**PROBLEMS TO SOLVE:**
• 1. From the passage on financial regulation, write out the part that runs from "It strengthened its" to "we need regulation.".
• 2. Answer these from the passage on financial regulation:
(a) The die-hard rational marketeers of which decades thought no regulation made sense?
(b) Which capital standards are called an unholy mix?
(c) To whom has the saying about MIT economists been attributed?

[Start of READING TEXT]

So Eric, you're saying that some financial regulations are pointless, some are counterproductive, and some actually do good. Sounds about right to me. But it's not what the die-hard rational marketeers of the 1970s and 1980s were saying. They didn't think any regulation (including the ones banning insider trading) made any sense. That's one of the key points of my book -- that this extremist view that markets always knew best took hold a generation ago, and even as it was picked apart by academic researchers in the 1990s, it continued to strengthen its hold on the popular imagination.

It strengthened its hold on the regulatory imagination, too: the Basel II capital standards are an unholy mix of (a) the conviction that financial regulation is needed and (b) the belief that said regulation should rely on market prices and on risk formulas devised by finance professors and their ilk.

Financial regulation is not going away
This makes me think of a saying I've heard attributed to the excellent economics blogger Arnold Kling (although I can't find it anywhere in his oeuvre):

MIT economists think markets are imperfect, therefore we need regulation.

[End of READING TEXT]
[Start of EXTRACTED RECORDS]

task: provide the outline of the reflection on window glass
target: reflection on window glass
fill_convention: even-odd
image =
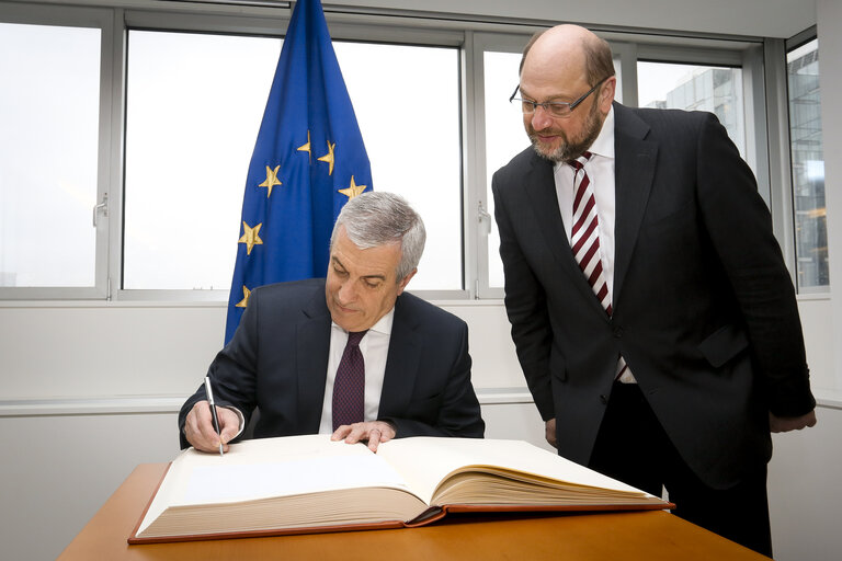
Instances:
[[[129,32],[124,288],[230,286],[280,51],[272,38]]]
[[[410,288],[462,288],[457,49],[334,48],[374,188],[403,195],[428,228]],[[280,50],[273,38],[129,33],[124,288],[230,286],[243,182]]]
[[[509,160],[530,146],[523,129],[521,106],[509,103],[509,96],[517,85],[520,53],[486,51],[483,59],[486,100],[486,183],[488,213],[493,217],[494,201],[491,196],[491,176]],[[503,286],[503,262],[500,260],[500,232],[491,219],[488,236],[488,286]]]
[[[421,215],[426,245],[409,290],[463,288],[459,53],[334,42],[377,191]]]
[[[638,62],[637,83],[640,107],[714,113],[746,158],[741,69]]]
[[[93,286],[100,30],[0,23],[0,286]]]
[[[810,291],[830,284],[818,41],[789,51],[786,62],[797,283]]]

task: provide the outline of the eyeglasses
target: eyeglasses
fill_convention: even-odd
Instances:
[[[542,107],[544,107],[544,111],[549,113],[550,116],[557,117],[557,118],[567,118],[567,117],[570,116],[570,114],[573,112],[573,110],[580,103],[582,103],[584,100],[587,100],[588,96],[590,94],[592,94],[594,91],[596,91],[596,88],[602,85],[602,82],[604,82],[608,78],[611,78],[611,77],[606,76],[605,78],[603,78],[602,80],[596,82],[593,88],[588,90],[584,93],[584,95],[582,95],[581,98],[579,98],[574,102],[570,102],[570,103],[562,102],[562,101],[546,101],[544,103],[538,103],[538,102],[532,101],[532,100],[524,100],[523,98],[515,98],[515,95],[517,95],[517,90],[521,89],[520,84],[517,84],[517,88],[515,88],[514,92],[512,92],[512,96],[509,98],[509,102],[510,103],[513,102],[513,101],[520,102],[521,103],[521,111],[523,111],[524,115],[532,115],[538,108],[538,105],[541,105]]]

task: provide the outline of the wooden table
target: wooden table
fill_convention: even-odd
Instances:
[[[128,546],[166,463],[141,463],[59,556],[60,561],[331,559],[767,560],[662,511],[454,515],[420,528]]]

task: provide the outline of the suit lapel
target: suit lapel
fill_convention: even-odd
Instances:
[[[421,342],[417,333],[418,320],[407,310],[407,298],[395,302],[395,319],[389,336],[389,353],[383,378],[379,416],[400,416],[409,409],[416,387]]]
[[[616,216],[614,222],[614,309],[622,295],[640,222],[652,188],[658,145],[645,140],[649,125],[634,112],[614,104]]]
[[[330,312],[325,291],[317,291],[301,311],[304,319],[298,323],[295,341],[298,419],[301,431],[317,433],[321,423],[330,354]]]

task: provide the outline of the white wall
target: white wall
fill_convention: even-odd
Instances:
[[[95,3],[106,0],[90,0]],[[123,0],[116,0],[121,2]],[[139,0],[125,0],[126,4]],[[114,2],[112,2],[114,3]],[[147,2],[148,3],[148,2]],[[417,9],[408,0],[334,0]],[[680,5],[676,5],[680,4]],[[821,89],[842,91],[839,0],[429,0],[423,9],[571,19],[642,27],[790,36],[818,21]],[[576,8],[576,10],[573,10]],[[551,15],[548,15],[551,14]],[[577,18],[572,18],[576,14]],[[724,16],[727,14],[727,16]],[[826,95],[826,154],[842,153],[842,108]],[[831,282],[842,283],[842,163],[826,161]],[[489,437],[543,442],[500,302],[440,302],[470,324],[475,385]],[[799,302],[819,425],[775,437],[770,504],[777,559],[820,561],[842,551],[842,299]],[[57,556],[140,462],[178,451],[175,414],[221,344],[221,306],[41,302],[0,306],[0,543],[3,558]],[[46,531],[44,530],[46,528]]]

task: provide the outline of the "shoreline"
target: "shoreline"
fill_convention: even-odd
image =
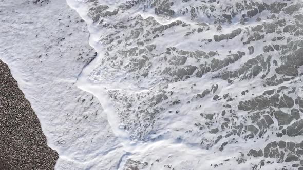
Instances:
[[[53,169],[58,154],[47,145],[29,101],[1,60],[0,75],[0,169]]]

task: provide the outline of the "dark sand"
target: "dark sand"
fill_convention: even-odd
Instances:
[[[29,102],[0,60],[0,169],[53,169],[58,158]]]

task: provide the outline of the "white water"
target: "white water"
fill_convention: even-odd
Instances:
[[[103,1],[102,3],[108,5],[110,7],[108,10],[111,11],[124,2],[108,0]],[[228,4],[228,2],[226,4]],[[240,164],[234,160],[227,162],[224,160],[241,157],[240,152],[245,154],[245,152],[251,148],[253,145],[255,147],[263,149],[266,145],[264,139],[252,139],[247,142],[240,139],[242,140],[239,140],[240,145],[232,143],[224,148],[224,152],[221,152],[218,151],[219,144],[209,150],[200,144],[202,137],[215,139],[213,135],[196,131],[193,134],[185,134],[184,132],[192,130],[193,124],[200,119],[200,111],[195,107],[198,102],[194,101],[183,107],[178,107],[177,109],[181,114],[178,116],[174,113],[168,113],[169,109],[176,109],[173,107],[162,113],[154,130],[157,133],[150,135],[151,138],[158,139],[144,142],[130,140],[131,132],[123,129],[123,124],[118,114],[119,101],[118,103],[113,103],[108,96],[108,92],[118,90],[126,96],[147,93],[160,83],[158,77],[155,76],[150,80],[137,83],[124,80],[124,70],[111,72],[99,68],[104,57],[103,52],[106,47],[100,42],[100,39],[110,33],[110,30],[100,29],[92,24],[87,16],[89,7],[86,1],[68,0],[67,3],[78,14],[69,9],[69,7],[62,1],[52,1],[49,5],[36,9],[33,9],[31,4],[7,2],[5,10],[11,14],[3,19],[3,23],[9,24],[4,24],[1,28],[2,33],[5,35],[0,40],[1,58],[8,64],[19,86],[30,101],[47,137],[48,144],[59,154],[56,169],[123,169],[128,159],[142,163],[148,162],[144,169],[156,170],[168,169],[164,166],[166,165],[172,165],[176,170],[210,169],[214,168],[213,166],[210,167],[210,164],[218,162],[223,162],[223,165],[217,167],[217,169],[248,169],[252,166],[251,163],[253,165],[259,162],[260,158],[253,157],[250,157],[245,164]],[[181,5],[180,4],[176,6]],[[10,10],[13,8],[17,12]],[[162,24],[181,20],[194,25],[186,17],[166,18],[155,15],[153,9],[144,13],[142,10],[142,6],[139,6],[131,9],[130,15],[141,15],[144,18],[152,16]],[[37,12],[40,14],[38,16]],[[26,15],[23,14],[25,12]],[[80,19],[78,14],[87,23],[87,28],[84,23],[75,22]],[[25,19],[33,21],[34,24],[23,26],[20,20]],[[59,22],[58,19],[62,20]],[[117,20],[120,19],[117,18]],[[207,19],[200,19],[203,22]],[[253,22],[249,25],[257,24]],[[222,33],[229,33],[241,27],[233,24],[222,26]],[[14,31],[9,31],[12,29]],[[203,33],[201,36],[205,39],[212,38],[215,33],[213,29],[215,28],[211,28],[210,32]],[[177,33],[186,31],[182,29],[176,30]],[[70,33],[72,34],[68,36]],[[156,49],[159,52],[167,47],[176,47],[184,50],[194,50],[200,47],[199,44],[195,42],[200,37],[191,36],[190,38],[183,39],[177,37],[177,33],[165,33],[169,35],[169,38],[158,39],[162,42]],[[65,39],[61,42],[60,39],[63,37]],[[13,44],[9,42],[12,41]],[[254,43],[255,53],[261,53],[261,47],[258,48],[257,42]],[[218,46],[204,47],[208,48],[208,50],[220,51],[221,49],[218,47],[221,44],[217,44]],[[242,49],[240,44],[224,45],[236,51]],[[89,45],[98,54],[93,61],[86,65],[89,62],[82,60],[79,61],[75,57],[82,52],[84,52],[83,55],[88,54],[92,57],[93,52]],[[37,57],[40,54],[42,57]],[[228,69],[236,69],[246,60],[242,59],[232,67],[229,67]],[[195,64],[194,60],[187,62]],[[221,96],[226,92],[238,94],[248,87],[260,83],[258,79],[237,82],[236,84],[228,84],[221,79],[210,80],[210,78],[215,74],[216,73],[208,75],[203,78],[190,78],[185,82],[171,83],[168,89],[174,89],[177,93],[175,95],[176,99],[178,95],[184,96],[181,100],[185,103],[190,99],[191,95],[200,93],[201,89],[207,88],[214,83],[219,84],[217,93]],[[191,91],[190,87],[194,83],[199,89]],[[189,94],[182,93],[186,91],[182,88],[186,86],[188,89],[186,90],[191,92]],[[174,88],[171,89],[172,87]],[[250,89],[250,91],[252,90]],[[264,89],[256,88],[252,93],[257,96],[261,94],[264,90]],[[239,97],[240,98],[238,100],[245,99],[243,97]],[[82,102],[84,99],[85,101]],[[91,104],[92,102],[93,103]],[[202,108],[205,112],[213,112],[214,108],[221,110],[222,108],[219,104],[207,100],[203,103]],[[236,104],[233,107],[236,108]],[[241,113],[238,112],[239,115]],[[87,118],[84,119],[86,116]],[[220,124],[218,123],[215,125],[219,126]],[[270,135],[270,132],[267,133],[267,135]],[[277,140],[274,136],[271,138]],[[280,139],[287,140],[285,138],[284,136]],[[294,141],[293,139],[292,140]],[[299,142],[300,139],[296,139],[295,141]],[[156,161],[157,159],[159,161]],[[286,163],[283,165],[290,166],[291,164]],[[273,169],[279,165],[273,164],[267,165],[266,167]]]

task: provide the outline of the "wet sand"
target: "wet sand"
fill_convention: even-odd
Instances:
[[[0,60],[0,169],[53,169],[58,154],[49,148],[39,120]]]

[End of EXTRACTED RECORDS]

**ANSWERS PROVIDED:**
• 1.
It strengthened its hold on the regulatory imagination, too: the Basel II capital standards are an unholy mix of (a) the conviction that financial regulation is needed and (b) the belief that said regulation should rely on market prices and on risk formulas devised by finance professors and their ilk.

Financial regulation is not going away
This makes me think of a saying I've heard attributed to the excellent economics blogger Arnold Kling (although I can't find it anywhere in his oeuvre):

MIT economists think markets are imperfect, therefore we need regulation.

• 2.
(a) The 1970s and 1980s
(b) The Basel II capital standards
(c) The economics blogger Arnold Kling